- [PROBLEMS TO WORK ON]:
A – In the Datadog earnings post, what was fourth-quarter 2021 revenue?
B – Reproduce the Datadog earnings post starting with "I like the guidance" and going on through "and $41 million.", swapping "guidance" for "forecast".
C – Extend the Datadog earnings post past its final sentence.

DDOG Q4 2021

WOOF. What more needs to be said?

Fourth Quarter 2021 Financial Highlights:

Revenue was $326.2 million, an increase of 84% year-over-year.
– GAAP operating income was $8.5 million; GAAP operating margin was 3%.
– Non-GAAP operating income was $70.6 million; non-GAAP operating margin was 22%.
– GAAP net income per diluted share was $0.02; non-GAAP net income per diluted share was $0.20.
– Operating cash flow was $115.8 million, with free cash flow of $106.7 million.
– Cash, cash equivalents, restricted cash, and marketable securities were $1.6 billion as of December 31, 2021.

We are pleased with our fourth quarter performance, as we demonstrated excellent revenue growth and continued
business efficiencies," said Olivier Pomel, co-founder and CEO of Datadog. “We are proud of our strong execution in
fiscal year 2021, with 70% year-over-year revenue growth, $287 million in operating cash flow, and $251 million in free
cash flow.”

Pomel added, “We continue to believe we’re in early days with our opportunities in observability. And we are just starting our efforts in cloud security and developer-focused products. We have much to do, and we’re excited about what we’re working on for 2022 and beyond.”

139 Likes

I like the guidance for Q122 as well as the numbers for Q4 that you shared John.

First Quarter 2022 Outlook:
? Revenue between $334 million and $339 million.
? Non-GAAP operating income between $36 million and $41 million.
? Non-GAAP net income per share between $0.10 and $0.12, assuming approximately 348 million weighted average diluted shares outstanding.

Fiscal Year 2022 Outlook:
? Revenue between $1.51 billion and $1.53 billion.
? Non-GAAP operating income between $160 million and $180 million.
? Non-GAAP net income per share between $0.45 and $0.51, assuming approximately 350 million weighted average diluted shares outstanding.

On the high end this represents a 70% yoy growth estimate for Q122 compared to Q121. This is an improvement on the 64% yoy growth estimate for Q421, which they clearly have blown away with their 80% actual growth number.

As John shared they are “just starting our efforts…” Looking forward to the conference call. Right now they have checked all of my boxes from a numbers perspective.

- [RECORD LIST]:
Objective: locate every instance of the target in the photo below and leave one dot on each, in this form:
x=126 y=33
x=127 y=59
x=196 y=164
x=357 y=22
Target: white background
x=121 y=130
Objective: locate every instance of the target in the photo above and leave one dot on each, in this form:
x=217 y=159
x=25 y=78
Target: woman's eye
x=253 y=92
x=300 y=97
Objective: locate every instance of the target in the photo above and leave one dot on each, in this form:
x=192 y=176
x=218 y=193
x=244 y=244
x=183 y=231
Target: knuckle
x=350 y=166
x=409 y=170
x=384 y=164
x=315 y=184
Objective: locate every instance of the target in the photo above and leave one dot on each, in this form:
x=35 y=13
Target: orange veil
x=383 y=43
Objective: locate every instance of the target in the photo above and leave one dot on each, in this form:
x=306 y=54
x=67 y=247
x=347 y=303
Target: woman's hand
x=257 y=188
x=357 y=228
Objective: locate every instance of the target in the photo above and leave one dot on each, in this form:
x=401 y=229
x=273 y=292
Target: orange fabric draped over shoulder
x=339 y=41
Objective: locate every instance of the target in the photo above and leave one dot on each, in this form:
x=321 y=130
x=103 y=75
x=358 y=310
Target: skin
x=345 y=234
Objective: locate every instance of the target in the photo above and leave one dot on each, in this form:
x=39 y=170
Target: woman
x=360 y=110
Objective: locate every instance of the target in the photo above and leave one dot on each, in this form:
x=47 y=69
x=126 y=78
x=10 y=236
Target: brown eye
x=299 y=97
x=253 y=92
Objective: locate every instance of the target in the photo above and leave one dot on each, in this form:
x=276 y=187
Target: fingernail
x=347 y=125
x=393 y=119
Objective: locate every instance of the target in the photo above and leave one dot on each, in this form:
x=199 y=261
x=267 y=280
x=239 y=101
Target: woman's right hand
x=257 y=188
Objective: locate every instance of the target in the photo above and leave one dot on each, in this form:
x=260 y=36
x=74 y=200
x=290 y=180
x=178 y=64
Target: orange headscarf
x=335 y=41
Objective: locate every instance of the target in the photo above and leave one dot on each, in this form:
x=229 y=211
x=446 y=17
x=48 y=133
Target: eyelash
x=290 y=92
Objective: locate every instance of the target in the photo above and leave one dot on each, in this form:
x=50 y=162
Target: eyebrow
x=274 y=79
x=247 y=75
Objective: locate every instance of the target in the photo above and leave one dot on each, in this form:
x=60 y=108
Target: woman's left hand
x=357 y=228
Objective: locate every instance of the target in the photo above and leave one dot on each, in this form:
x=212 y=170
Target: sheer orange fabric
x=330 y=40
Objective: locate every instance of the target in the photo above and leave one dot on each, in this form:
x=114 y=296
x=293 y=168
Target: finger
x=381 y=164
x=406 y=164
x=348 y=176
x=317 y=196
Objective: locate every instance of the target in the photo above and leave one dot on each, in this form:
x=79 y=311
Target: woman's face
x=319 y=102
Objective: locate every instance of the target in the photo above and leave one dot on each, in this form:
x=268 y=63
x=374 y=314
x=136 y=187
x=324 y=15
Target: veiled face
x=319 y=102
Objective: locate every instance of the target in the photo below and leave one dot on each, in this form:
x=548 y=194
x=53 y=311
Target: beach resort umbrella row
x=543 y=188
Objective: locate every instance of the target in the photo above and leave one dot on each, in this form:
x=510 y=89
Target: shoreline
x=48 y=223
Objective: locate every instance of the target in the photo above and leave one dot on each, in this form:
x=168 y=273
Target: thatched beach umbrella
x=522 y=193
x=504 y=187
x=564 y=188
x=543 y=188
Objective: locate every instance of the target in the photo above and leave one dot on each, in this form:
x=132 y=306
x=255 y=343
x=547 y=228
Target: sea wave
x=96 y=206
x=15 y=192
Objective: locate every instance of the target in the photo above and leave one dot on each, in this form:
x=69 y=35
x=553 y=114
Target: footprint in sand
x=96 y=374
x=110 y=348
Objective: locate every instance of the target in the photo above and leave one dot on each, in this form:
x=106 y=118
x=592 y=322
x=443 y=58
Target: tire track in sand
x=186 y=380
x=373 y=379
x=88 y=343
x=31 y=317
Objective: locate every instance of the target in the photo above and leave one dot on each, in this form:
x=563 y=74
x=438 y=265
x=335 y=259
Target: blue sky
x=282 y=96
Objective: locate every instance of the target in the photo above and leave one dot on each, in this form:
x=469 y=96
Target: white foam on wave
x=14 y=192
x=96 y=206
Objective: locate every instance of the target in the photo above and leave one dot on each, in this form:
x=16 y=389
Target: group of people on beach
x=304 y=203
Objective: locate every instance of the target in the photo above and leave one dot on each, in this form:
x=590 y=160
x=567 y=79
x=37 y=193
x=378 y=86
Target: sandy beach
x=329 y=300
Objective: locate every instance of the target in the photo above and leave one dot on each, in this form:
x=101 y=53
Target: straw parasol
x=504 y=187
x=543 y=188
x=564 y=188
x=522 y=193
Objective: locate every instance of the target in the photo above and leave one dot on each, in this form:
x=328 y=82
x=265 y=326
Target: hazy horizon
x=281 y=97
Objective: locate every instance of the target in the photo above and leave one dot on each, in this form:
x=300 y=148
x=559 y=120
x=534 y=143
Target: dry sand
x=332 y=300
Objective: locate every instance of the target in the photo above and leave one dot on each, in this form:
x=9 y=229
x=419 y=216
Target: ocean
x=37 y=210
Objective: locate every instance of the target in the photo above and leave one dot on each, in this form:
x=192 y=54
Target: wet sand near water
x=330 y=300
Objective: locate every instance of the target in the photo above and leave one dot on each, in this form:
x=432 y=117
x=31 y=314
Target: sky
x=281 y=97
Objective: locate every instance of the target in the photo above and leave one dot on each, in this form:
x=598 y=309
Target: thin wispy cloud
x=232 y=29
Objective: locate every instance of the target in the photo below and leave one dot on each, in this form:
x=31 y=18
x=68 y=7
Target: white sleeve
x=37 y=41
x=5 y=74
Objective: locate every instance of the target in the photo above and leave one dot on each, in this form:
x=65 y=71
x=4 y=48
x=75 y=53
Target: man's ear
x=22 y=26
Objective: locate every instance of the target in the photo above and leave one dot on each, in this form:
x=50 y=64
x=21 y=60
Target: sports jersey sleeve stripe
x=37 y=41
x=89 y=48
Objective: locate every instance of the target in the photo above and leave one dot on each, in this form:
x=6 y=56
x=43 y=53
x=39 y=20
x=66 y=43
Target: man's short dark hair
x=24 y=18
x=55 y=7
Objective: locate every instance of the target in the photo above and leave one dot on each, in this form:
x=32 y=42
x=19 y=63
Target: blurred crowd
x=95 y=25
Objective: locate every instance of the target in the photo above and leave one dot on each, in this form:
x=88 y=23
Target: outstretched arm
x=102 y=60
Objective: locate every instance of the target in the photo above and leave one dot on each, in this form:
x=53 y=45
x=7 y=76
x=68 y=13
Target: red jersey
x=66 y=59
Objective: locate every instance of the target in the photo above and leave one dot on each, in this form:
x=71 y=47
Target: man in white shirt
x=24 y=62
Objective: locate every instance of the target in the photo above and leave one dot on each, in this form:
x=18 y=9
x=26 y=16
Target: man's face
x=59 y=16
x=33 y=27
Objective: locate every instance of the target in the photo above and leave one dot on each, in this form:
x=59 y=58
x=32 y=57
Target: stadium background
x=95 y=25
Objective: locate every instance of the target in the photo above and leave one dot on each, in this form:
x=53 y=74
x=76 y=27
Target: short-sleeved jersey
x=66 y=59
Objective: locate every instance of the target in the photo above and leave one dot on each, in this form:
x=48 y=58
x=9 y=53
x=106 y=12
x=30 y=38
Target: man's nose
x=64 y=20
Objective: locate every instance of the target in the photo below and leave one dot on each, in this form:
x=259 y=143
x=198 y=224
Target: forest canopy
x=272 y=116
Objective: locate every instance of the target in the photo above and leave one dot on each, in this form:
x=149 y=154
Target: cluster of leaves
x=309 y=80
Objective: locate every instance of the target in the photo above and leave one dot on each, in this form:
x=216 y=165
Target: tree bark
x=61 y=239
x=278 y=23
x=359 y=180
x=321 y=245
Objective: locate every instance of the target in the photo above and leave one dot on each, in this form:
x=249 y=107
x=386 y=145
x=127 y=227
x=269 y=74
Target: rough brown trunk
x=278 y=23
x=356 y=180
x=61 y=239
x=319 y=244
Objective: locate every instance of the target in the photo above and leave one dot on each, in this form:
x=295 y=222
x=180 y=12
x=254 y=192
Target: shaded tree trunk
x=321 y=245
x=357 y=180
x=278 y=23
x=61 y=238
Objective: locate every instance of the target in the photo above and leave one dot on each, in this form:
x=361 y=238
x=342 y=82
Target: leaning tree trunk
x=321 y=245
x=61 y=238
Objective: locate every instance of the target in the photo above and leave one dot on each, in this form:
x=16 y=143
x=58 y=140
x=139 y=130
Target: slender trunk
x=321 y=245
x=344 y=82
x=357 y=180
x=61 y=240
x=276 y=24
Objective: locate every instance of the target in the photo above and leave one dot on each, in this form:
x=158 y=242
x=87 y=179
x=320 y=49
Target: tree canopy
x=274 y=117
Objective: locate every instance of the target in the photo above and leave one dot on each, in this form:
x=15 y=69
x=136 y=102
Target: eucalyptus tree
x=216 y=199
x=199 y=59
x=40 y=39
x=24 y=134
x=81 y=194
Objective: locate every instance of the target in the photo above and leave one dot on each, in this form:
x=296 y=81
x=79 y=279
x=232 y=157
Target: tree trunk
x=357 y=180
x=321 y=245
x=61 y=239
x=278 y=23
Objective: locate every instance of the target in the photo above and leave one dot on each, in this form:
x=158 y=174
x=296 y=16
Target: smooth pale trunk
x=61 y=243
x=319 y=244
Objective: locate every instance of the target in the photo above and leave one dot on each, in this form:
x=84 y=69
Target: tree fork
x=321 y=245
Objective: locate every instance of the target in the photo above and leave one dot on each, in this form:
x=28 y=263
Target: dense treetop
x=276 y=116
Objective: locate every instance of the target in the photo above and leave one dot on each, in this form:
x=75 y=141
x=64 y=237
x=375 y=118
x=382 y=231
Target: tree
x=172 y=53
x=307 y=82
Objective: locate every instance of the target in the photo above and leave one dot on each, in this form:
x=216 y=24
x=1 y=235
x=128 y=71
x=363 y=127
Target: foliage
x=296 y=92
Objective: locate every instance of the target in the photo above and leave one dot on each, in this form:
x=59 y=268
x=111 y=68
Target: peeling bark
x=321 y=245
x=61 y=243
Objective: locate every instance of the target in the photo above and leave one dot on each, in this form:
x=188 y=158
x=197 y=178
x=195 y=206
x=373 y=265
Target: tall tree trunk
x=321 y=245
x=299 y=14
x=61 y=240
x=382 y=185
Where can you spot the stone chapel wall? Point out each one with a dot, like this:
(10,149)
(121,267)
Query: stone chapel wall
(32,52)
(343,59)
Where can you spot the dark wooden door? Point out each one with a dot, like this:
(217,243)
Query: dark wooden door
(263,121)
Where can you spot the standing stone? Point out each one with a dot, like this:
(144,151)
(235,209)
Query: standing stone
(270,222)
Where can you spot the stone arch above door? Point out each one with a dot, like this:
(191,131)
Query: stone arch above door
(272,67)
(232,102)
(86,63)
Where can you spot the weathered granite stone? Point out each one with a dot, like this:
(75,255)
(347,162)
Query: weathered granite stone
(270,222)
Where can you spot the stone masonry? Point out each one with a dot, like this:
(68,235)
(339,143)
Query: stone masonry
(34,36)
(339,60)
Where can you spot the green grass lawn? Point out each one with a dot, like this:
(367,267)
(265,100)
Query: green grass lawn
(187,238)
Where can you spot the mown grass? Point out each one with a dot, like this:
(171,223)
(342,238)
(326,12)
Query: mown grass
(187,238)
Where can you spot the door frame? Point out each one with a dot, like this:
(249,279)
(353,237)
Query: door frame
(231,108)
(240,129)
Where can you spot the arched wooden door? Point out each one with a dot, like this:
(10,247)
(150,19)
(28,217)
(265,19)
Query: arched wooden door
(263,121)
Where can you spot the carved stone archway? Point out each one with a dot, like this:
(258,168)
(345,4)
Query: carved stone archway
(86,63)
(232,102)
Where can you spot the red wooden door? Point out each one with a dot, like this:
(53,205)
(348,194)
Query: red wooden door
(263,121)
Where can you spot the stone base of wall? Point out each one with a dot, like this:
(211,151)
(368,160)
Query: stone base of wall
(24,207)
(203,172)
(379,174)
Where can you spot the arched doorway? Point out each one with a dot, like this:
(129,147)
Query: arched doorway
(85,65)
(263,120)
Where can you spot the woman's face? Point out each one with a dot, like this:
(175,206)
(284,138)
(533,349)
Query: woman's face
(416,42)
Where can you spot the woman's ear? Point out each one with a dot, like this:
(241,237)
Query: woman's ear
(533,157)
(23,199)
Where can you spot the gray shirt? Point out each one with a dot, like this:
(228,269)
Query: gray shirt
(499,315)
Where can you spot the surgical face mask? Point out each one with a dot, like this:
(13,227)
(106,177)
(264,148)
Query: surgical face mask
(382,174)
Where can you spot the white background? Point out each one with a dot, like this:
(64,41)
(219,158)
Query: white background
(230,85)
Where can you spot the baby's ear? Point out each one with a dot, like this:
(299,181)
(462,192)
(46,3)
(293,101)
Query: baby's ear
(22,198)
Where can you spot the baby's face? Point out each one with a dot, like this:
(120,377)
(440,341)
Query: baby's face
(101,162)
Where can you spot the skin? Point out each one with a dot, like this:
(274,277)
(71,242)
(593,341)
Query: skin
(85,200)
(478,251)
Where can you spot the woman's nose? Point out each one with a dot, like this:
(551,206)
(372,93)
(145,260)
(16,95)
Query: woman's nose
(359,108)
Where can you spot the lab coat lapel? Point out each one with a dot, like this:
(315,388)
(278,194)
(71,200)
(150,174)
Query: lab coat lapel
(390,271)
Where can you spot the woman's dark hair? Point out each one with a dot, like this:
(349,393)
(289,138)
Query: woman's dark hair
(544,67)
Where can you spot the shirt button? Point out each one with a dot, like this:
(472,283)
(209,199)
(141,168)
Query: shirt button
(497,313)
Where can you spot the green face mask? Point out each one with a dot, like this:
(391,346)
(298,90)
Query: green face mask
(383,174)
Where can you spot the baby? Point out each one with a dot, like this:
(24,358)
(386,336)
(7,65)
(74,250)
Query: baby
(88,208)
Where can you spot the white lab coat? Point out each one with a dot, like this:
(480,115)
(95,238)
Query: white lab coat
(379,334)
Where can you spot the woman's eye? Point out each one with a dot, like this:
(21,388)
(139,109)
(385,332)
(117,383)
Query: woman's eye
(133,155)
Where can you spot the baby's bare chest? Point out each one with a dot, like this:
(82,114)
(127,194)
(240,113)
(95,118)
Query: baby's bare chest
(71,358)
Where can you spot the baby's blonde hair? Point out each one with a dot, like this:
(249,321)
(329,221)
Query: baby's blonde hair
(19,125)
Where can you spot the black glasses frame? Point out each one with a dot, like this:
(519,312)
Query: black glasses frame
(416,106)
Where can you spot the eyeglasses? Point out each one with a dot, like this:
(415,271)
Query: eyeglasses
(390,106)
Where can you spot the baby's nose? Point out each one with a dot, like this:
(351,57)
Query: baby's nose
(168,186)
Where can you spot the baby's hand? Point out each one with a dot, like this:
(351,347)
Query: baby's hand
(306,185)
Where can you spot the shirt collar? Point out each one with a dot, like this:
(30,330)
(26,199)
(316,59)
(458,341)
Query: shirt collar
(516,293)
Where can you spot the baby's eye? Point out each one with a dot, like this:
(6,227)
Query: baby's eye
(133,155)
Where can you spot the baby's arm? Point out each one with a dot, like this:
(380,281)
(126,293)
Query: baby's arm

- [WRITTEN RESPONSES]:
A – $326.2 million, an increase of 84% year-over-year.

B –
I like the forecast for Q122 as well as the numbers for Q4 that you shared John.

First Quarter 2022 Outlook:
? Revenue between $334 million and $339 million.
? Non-GAAP operating income between $36 million and $41 million.

C –
6 Likes

Would also add that their quarterly and full year revenue forecasts also beat expectations:

For next quarter, rev forecast is $336.5 million vs $306.4 million estimated, a 9.8% increase.

For the full year 2022 rev forecast is $1.52 billion vs estimates of $1.399 billion, a 8.6% beat.

3 Likes

Great results!

I would have been happy with $315M revenue, and they reported $326M.

  • Revenue $326.2m (+84%YOY) beats by $34.7M
  • Non-GAAP EPS of $0.20 beats by $0.09 !
  • Operating cash flow $115.8m
  • Free cash flow $106.7m
  • FCF margin = 32.7%
  • Adj. operating margin = 22%
  • 216 customers > $1m ARR (+114%YOY)
  • 2,010 customers > $100K ARR (+63%YOY)
  • FY 2022 revenue guidance ~+50%YOY
  • Q1 guide > 70% YoY

Fourth Quarter & Recent Business Highlights:

  • As of December 31, 2021, we had 216 customers with ARR of $1 million or more, an increase of 114% from 101 as of December 31, 2020. As of December 31, 2021, we had about 2,010 customers with ARR of $100,000 or more, an increase of 63% from 1,228 as of December 31, 2020.
  • Announced Federal Risk and Authorization Management Program (FedRAMP) Agency Authorization at the moderate impact level.
  • Announced a global strategic partnership with Amazon Web Services, Inc. (AWS). As part of this collaboration, AWS and Datadog will work together to develop and deliver tighter product alignment in the future.
  • Announced the launch of Sensitive Data Scanner. When configured for a customer’s environment, this new service provides customers with an easy solution to detect, classify and protect sensitive data found in their application logs, helping them comply with regulatory requirements (such as GDPR, HIPAA, CCPA), industry standards and business policies.
  • Achieved the AWS Graviton Ready designation, part of the Amazon Web Services (AWS) Service Ready Program. This designation recognizes that Datadog has demonstrated successful integration with AWS Graviton.
  • Achieved Amazon Web Services (AWS) Migration & Modernization Competency status for AWS Partners. This designation recognizes that Datadog has demonstrated technical proficiency and proven customer success automating and accelerating customer application migration and modernization journeys.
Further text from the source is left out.